DOCUMENTO DE ORIGEN:
════════════════════
Toda la modernidad está llena: del changer la vie de Rimbaud a todas las proclamas ilustradas de los Himnos de Tubinga, temprana poesía de Hölderlin; del Dios ha muerto de Nietzsche a los millones de citas que uno puede encontrar en un ensayista como Valéry. Los derechos humanos también serían un conjunto de proclamas y no un programa de premisas fruto de una adecuada reflexión. Pero lo que sucede con la proclama es que se convierte en emblema de la máscara: la fuerza visceral con la que uno se fascina aparece igual de potente y con la misma rapidez cuando el objeto de la fascinación deja de interesar.

A pesar de la fuerza que quiere transmitir, lo que indica es la parcialidad con la que se abraza lo defendido, puesto que embelesa en el instante pero no se agota como posibilidad. Precisamente una de las críticas de Hegel a la ironía, al sujeto irónico, presentado como la Alma bella que se cree libre y pura ante todo en la Fenomenología del espíritu, es que no agota ninguna de las posibilidades que presenta. Material para gritar en manifestaciones y discusiones de sobremesa. El eslogan y la consigna.

Suspender la coherencia entre lo que se proclama y lo que se hace en pos del placer. Mascarada: proclamas, sin que ninguna de ellas agote la posibilidad que presenta, y toda posibilidad sólo se presenta como una proclama, como nada serio.

-pero qué cómodo es no tener responsabilidades sin que nadie te lo pueda echar en cara-.

Aún hoy, este ejercicio moderno sigue en boga. G. Scaraffia define heroicamente el carisma de la contradicción en el dandi contra la sociedad burguesa, que basa su coherencia en un modelo económico, mientras que el primero desenmascara una fachada moral y la esclavitud que supone la burguesía a la que se vincula. La incoherencia como una prohibida paz sin marcar una tregua ni con su mente.
════════════════════
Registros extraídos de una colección
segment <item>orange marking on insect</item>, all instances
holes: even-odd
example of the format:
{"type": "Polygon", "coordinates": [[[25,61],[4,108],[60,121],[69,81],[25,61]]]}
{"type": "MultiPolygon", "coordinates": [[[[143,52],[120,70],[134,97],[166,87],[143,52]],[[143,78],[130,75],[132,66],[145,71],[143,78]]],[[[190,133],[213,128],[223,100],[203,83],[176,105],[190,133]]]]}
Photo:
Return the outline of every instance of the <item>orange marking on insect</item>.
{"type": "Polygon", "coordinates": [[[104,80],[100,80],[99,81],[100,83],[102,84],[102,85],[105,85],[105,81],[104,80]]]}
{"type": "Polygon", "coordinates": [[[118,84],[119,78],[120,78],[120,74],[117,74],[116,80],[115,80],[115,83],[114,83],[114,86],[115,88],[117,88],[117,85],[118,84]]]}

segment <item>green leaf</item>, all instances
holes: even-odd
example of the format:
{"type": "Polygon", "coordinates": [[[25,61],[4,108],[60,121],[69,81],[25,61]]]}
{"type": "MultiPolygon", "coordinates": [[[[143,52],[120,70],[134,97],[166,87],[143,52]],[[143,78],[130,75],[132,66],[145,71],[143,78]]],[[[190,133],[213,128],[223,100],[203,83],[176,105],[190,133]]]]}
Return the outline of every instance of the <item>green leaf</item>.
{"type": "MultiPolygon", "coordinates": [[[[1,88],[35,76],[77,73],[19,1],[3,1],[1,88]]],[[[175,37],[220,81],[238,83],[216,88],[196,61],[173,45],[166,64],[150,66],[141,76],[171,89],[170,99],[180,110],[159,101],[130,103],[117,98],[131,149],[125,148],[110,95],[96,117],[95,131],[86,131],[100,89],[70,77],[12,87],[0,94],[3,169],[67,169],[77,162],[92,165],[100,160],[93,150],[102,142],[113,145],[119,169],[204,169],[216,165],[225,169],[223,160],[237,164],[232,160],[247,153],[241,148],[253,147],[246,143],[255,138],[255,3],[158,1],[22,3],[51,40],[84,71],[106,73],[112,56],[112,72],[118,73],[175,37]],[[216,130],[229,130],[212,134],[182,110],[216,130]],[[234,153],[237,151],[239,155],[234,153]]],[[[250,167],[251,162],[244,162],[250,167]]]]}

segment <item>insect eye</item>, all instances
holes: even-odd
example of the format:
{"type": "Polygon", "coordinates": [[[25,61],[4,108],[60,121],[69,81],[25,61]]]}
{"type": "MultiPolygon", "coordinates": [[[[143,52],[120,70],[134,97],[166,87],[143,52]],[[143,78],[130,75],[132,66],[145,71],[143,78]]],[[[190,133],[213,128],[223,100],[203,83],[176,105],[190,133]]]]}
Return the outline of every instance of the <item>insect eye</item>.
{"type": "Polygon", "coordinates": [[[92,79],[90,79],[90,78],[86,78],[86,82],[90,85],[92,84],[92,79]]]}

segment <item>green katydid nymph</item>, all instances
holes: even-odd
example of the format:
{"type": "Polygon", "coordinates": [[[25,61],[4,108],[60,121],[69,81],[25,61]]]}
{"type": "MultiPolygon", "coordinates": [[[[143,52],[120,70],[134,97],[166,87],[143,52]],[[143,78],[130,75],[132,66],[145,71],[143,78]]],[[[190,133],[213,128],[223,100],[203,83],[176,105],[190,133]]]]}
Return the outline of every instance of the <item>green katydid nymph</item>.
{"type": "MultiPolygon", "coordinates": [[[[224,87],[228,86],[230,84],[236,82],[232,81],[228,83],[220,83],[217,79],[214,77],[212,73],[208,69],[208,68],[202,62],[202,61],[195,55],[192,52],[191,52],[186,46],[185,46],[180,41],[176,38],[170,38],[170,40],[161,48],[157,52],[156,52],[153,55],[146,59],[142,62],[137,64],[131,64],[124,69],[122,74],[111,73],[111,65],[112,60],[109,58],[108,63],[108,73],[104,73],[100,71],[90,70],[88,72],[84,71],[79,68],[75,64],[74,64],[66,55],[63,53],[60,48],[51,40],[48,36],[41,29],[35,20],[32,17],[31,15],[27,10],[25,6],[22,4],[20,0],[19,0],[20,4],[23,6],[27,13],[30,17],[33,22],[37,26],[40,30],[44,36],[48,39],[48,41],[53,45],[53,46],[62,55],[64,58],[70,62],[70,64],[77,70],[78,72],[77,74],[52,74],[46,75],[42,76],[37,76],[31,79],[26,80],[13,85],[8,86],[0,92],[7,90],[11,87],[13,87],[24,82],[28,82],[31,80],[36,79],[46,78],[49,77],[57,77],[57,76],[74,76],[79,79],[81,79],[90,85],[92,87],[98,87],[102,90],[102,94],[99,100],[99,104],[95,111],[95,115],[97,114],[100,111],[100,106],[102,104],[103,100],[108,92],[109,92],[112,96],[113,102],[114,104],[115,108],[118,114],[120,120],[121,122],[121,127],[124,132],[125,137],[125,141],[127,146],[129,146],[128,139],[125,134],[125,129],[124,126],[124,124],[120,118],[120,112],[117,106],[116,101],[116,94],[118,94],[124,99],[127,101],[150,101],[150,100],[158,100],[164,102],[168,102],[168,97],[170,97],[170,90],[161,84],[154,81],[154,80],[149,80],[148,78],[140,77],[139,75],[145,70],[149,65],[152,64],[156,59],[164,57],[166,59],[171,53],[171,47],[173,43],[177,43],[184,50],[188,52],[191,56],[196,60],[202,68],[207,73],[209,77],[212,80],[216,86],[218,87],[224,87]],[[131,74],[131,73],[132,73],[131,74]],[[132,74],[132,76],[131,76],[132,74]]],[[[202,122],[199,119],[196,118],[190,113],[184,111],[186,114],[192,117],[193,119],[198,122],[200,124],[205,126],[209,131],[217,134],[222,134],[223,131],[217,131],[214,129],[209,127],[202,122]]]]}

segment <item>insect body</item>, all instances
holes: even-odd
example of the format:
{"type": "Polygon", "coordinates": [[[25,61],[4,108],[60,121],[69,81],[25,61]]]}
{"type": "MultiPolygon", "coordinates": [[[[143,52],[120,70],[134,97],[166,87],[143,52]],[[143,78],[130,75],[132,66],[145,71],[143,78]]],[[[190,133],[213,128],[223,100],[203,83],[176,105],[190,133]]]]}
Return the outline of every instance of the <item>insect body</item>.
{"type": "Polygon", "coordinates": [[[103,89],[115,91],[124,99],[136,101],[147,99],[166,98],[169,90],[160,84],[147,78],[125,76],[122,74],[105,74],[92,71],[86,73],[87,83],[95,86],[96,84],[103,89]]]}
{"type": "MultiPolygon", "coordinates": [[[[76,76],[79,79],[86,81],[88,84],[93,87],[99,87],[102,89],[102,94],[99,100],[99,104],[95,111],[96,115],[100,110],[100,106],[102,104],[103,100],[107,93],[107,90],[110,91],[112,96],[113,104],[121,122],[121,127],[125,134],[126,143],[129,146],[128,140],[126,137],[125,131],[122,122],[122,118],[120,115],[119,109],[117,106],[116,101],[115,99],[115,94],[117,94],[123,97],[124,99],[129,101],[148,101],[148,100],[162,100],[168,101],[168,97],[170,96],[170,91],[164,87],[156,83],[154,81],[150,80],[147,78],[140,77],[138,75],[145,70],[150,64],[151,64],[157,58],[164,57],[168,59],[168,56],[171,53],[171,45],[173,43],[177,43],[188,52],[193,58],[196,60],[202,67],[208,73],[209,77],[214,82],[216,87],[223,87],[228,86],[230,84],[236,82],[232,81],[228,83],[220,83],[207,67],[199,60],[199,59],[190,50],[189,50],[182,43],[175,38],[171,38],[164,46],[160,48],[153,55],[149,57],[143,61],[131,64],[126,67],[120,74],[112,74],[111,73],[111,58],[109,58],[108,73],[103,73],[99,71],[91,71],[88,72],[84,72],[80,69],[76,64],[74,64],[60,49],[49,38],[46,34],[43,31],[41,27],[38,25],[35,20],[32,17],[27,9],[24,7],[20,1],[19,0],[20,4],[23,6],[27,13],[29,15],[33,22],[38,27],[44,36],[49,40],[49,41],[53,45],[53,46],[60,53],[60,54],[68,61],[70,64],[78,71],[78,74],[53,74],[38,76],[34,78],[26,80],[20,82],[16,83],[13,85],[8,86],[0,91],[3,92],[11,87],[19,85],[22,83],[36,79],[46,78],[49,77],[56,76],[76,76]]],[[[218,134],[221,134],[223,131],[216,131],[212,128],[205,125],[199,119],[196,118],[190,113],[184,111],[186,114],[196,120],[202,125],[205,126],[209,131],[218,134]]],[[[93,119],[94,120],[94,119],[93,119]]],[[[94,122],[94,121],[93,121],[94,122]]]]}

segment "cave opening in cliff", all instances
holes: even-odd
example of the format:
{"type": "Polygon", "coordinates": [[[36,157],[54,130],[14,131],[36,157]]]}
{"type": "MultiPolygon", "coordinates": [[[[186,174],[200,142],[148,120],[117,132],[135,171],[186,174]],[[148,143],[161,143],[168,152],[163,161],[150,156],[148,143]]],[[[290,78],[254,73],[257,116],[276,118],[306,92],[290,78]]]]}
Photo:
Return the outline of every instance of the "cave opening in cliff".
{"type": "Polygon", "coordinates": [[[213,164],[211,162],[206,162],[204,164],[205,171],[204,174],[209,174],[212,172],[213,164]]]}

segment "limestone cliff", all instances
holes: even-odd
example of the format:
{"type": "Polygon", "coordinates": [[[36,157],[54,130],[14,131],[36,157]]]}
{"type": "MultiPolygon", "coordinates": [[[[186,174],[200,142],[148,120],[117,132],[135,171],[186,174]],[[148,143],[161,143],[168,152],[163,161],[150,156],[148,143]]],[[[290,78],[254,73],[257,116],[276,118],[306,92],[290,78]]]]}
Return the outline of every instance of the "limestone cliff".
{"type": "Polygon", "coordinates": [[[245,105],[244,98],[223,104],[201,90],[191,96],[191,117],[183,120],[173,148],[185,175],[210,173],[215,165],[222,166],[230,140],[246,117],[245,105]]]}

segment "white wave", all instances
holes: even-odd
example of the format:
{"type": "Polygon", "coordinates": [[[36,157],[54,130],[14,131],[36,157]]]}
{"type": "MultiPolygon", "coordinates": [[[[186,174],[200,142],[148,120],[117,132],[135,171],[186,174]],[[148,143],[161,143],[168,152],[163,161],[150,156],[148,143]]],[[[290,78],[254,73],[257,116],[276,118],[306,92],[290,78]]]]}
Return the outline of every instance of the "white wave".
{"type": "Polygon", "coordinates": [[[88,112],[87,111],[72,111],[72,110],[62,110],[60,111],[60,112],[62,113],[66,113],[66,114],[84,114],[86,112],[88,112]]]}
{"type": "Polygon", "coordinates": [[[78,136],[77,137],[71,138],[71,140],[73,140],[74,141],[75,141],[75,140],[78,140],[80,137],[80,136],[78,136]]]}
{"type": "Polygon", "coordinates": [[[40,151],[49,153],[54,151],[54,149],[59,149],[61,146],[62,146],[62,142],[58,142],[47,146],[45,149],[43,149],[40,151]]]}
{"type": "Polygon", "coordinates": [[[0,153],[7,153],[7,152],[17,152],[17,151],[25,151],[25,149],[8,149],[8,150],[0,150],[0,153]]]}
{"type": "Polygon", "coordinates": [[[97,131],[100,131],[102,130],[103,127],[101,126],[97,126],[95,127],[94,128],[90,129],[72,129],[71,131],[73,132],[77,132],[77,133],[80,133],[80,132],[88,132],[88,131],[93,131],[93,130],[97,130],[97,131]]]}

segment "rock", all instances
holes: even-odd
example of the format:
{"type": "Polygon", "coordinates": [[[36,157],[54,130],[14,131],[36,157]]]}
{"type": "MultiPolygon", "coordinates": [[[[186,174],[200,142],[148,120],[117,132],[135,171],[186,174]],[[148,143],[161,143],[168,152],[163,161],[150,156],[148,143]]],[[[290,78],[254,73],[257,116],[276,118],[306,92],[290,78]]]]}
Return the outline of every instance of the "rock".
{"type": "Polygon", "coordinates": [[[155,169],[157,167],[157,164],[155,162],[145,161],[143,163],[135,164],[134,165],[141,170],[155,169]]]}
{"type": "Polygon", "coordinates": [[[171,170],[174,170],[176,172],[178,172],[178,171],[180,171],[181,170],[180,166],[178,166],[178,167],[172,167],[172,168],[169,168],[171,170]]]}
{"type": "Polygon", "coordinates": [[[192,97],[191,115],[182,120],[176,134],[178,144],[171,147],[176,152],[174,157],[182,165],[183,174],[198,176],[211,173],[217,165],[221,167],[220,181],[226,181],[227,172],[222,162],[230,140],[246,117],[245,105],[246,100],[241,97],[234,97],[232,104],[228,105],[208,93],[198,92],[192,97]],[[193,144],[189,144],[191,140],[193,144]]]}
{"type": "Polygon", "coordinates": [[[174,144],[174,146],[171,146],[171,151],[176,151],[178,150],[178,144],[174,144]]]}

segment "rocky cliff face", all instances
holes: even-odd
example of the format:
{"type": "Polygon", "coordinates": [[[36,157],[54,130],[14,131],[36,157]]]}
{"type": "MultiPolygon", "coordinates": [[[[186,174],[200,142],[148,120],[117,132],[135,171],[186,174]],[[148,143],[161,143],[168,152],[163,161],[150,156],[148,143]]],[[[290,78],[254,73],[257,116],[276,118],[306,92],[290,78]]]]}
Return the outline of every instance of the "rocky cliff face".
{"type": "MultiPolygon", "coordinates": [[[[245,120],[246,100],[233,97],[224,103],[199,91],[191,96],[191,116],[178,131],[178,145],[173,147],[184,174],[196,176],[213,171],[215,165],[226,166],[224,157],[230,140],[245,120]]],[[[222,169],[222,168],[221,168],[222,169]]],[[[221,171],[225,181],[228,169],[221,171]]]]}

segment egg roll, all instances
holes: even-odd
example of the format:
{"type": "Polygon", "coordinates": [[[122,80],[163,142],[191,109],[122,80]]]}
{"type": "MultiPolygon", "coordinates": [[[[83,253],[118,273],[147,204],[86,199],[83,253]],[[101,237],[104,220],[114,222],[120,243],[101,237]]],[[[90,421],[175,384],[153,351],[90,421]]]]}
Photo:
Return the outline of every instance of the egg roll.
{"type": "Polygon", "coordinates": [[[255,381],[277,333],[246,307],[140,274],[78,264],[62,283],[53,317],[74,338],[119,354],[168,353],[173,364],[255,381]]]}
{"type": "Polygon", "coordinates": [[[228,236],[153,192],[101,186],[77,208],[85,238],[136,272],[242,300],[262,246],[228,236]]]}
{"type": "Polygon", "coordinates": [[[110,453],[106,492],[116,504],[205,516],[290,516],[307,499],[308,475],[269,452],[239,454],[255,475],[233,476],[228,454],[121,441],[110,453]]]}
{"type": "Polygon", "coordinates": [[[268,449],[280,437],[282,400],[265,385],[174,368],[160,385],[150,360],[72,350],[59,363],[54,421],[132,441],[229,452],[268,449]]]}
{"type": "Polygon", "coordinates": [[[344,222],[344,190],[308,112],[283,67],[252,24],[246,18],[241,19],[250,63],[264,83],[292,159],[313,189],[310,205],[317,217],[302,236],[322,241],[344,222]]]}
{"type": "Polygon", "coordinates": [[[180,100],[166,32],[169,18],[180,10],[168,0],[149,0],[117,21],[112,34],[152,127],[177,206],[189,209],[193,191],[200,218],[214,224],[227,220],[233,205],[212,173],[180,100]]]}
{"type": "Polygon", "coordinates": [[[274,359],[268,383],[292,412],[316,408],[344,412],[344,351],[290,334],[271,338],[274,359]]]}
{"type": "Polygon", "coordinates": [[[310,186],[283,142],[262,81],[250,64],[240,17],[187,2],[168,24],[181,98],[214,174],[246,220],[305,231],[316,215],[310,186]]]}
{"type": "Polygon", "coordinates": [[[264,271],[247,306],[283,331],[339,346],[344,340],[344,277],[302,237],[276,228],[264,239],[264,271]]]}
════════════════════
EJERCICIOS POR RESOLVER:
1 – Copie el pasaje del documento de origen desde "Suspender la coherencia" hasta "con su mente." y reemplace "dandi" por "bohemio".
2 – Según el documento de origen, ¿en qué obra presenta Hegel al sujeto irónico como la Alma bella?
Los elementos constituyen un material independiente del documento de origen.

RESPUESTAS EN ORDEN:
1 –
Suspender la coherencia entre lo que se proclama y lo que se hace en pos del placer. Mascarada: proclamas, sin que ninguna de ellas agote la posibilidad que presenta, y toda posibilidad sólo se presenta como una proclama, como nada serio.

-pero qué cómodo es no tener responsabilidades sin que nadie te lo pueda echar en cara-.

Aún hoy, este ejercicio moderno sigue en boga. G. Scaraffia define heroicamente el carisma de la contradicción en el bohemio contra la sociedad burguesa, que basa su coherencia en un modelo económico, mientras que el primero desenmascara una fachada moral y la esclavitud que supone la burguesía a la que se vincula. La incoherencia como una prohibida paz sin marcar una tregua ni con su mente.

2 – En la Fenomenología del espíritu.